[Point localization data]
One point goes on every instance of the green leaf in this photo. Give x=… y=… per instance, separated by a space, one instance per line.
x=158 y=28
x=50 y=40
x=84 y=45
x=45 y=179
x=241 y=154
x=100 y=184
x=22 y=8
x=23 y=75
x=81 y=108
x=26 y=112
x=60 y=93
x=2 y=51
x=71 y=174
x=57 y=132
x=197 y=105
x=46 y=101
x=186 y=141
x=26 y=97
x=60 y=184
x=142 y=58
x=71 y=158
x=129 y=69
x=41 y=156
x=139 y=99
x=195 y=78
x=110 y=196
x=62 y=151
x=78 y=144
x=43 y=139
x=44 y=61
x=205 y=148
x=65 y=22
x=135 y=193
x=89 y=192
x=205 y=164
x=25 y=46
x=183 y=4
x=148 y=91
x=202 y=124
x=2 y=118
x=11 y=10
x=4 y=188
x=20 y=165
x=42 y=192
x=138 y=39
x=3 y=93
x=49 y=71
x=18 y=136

> [The task]
Please give the records again exactly as they are.

> [Answer for this exercise]
One point goes on every instance of the green leaf in this photo. Give x=… y=… per instance, separated by a space, one instance per line.
x=158 y=28
x=50 y=40
x=84 y=45
x=45 y=179
x=241 y=154
x=100 y=184
x=22 y=8
x=23 y=75
x=81 y=108
x=26 y=112
x=60 y=93
x=2 y=51
x=71 y=174
x=57 y=132
x=197 y=105
x=46 y=101
x=186 y=141
x=26 y=97
x=60 y=184
x=142 y=58
x=71 y=158
x=129 y=69
x=41 y=156
x=139 y=99
x=195 y=78
x=110 y=196
x=62 y=151
x=78 y=144
x=43 y=139
x=44 y=61
x=205 y=148
x=65 y=22
x=135 y=193
x=89 y=192
x=205 y=164
x=25 y=46
x=183 y=4
x=148 y=91
x=202 y=124
x=2 y=118
x=11 y=10
x=4 y=188
x=20 y=165
x=42 y=192
x=138 y=39
x=3 y=93
x=49 y=71
x=18 y=136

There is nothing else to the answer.